■ **WRITTEN INSTRUCTION 1**: In the market commentary, what closing reading did the put call ratio print on Thursday?
■ **WRITTEN INSTRUCTION 2**: Return the part of the market commentary that opens with the words containing "First, let's talk" and closes with "buckle your seatbelts.".
■ **WRITTEN INSTRUCTION 3**: List every sentence in the market commentary whose first word is "I" or a contraction of "I".

I'm the conservative type. I'm also nervous. I never like to see the market fall precipitously while market participants yawn. In a nutshell, that's what we've been seeing. Yes, the talking heads will say the sky is falling, but unfortunately for bulls, that's not the case amongst those actually trading the market. I've provided in previous articles how the put call ratio correlates to market tops and bottoms. I won't go into the details again. However, everyone needs to understand that market participants are not panicking yet. That is a very big clue to me that we've got more work to the downside before we can declare a bottom. It doesn't mean we can't bounce and I'll provide an argument below that suggests a near-term bounce is imminent. But it will likely be just that - a bounce.
First, let's talk sentiment. Thursday, the put call ratio printed a closing reading of 1.21. Finally! It was the 3rd highest end of day reading since the mid-March lows. That's the good news. The bad news is that one day of negative sentiment doesn't mark a bottom. Below is a favorite chart of mine, measuring the 5 day moving average of the put call ratio against the 60 day moving average. It simply plots the short-term pessimism against the longer-term pessimism, and provides us with a measure of relative pessimism. I like to see the short-term 20%-30% higher to begin to mark bottoms (and 20%-30% lower to mark tops). From Chart 1, you'll see we're simply not there yet so strap on your helmets and buckle your seatbelts.

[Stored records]
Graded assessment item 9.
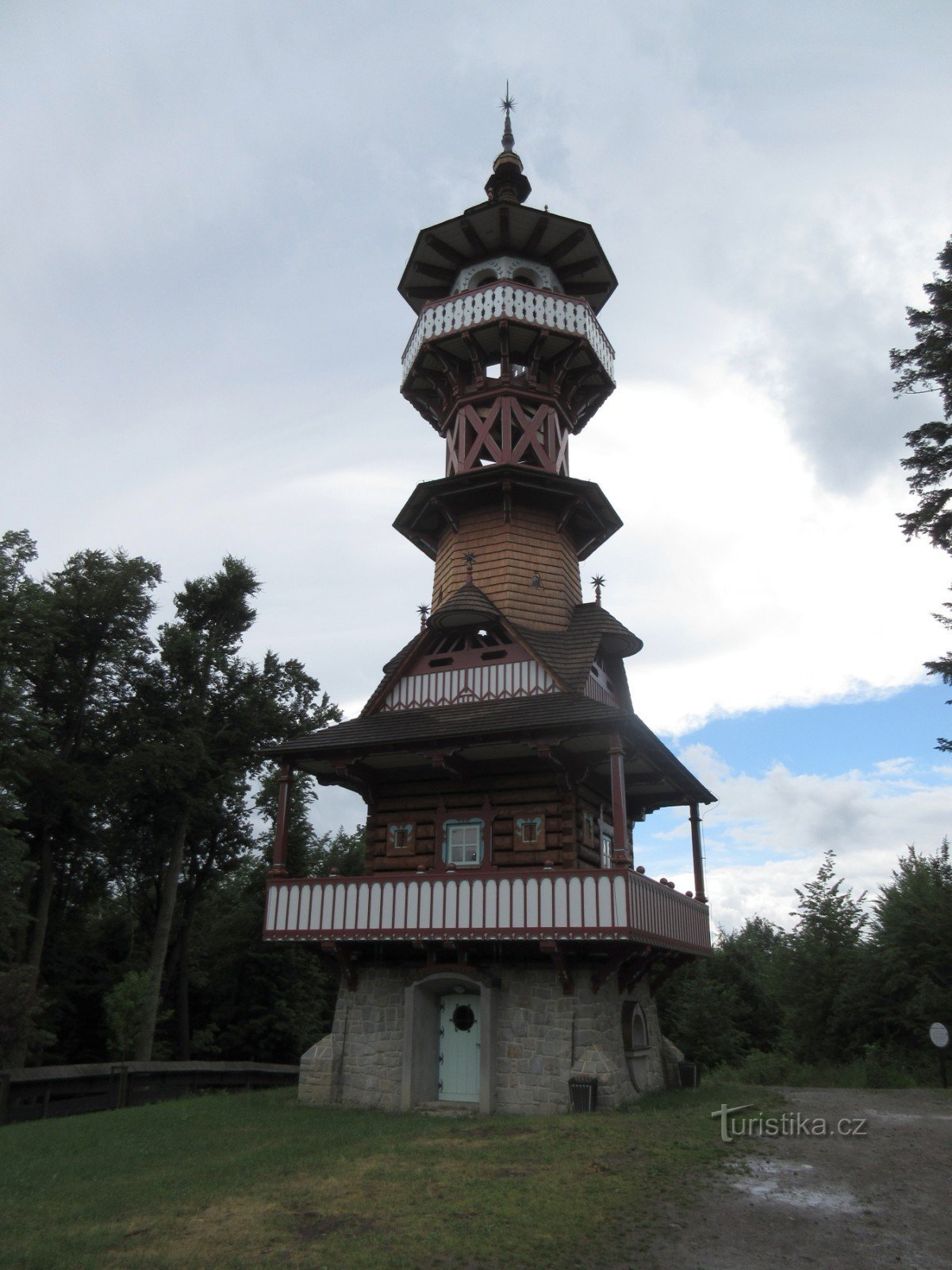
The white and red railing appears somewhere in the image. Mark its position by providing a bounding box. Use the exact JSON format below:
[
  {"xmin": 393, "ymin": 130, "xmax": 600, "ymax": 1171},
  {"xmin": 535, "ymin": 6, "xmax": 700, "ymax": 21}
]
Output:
[
  {"xmin": 264, "ymin": 868, "xmax": 711, "ymax": 952},
  {"xmin": 401, "ymin": 279, "xmax": 614, "ymax": 383}
]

■ **FINAL ANSWER 1**: 1.21

■ **FINAL ANSWER 2**:
First, let's talk sentiment. Thursday, the put call ratio printed a closing reading of 1.21. Finally! It was the 3rd highest end of day reading since the mid-March lows. That's the good news. The bad news is that one day of negative sentiment doesn't mark a bottom. Below is a favorite chart of mine, measuring the 5 day moving average of the put call ratio against the 60 day moving average. It simply plots the short-term pessimism against the longer-term pessimism, and provides us with a measure of relative pessimism. I like to see the short-term 20%-30% higher to begin to mark bottoms (and 20%-30% lower to mark tops). From Chart 1, you'll see we're simply not there yet so strap on your helmets and buckle your seatbelts.

■ **FINAL ANSWER 3**:
- I'm the conservative type.
- I'm also nervous.
- I never like to see the market fall precipitously while market participants yawn.
- I've provided in previous articles how the put call ratio correlates to market tops and bottoms.
- I won't go into the details again.
- I like to see the short-term 20%-30% higher to begin to mark bottoms (and 20%-30% lower to mark tops).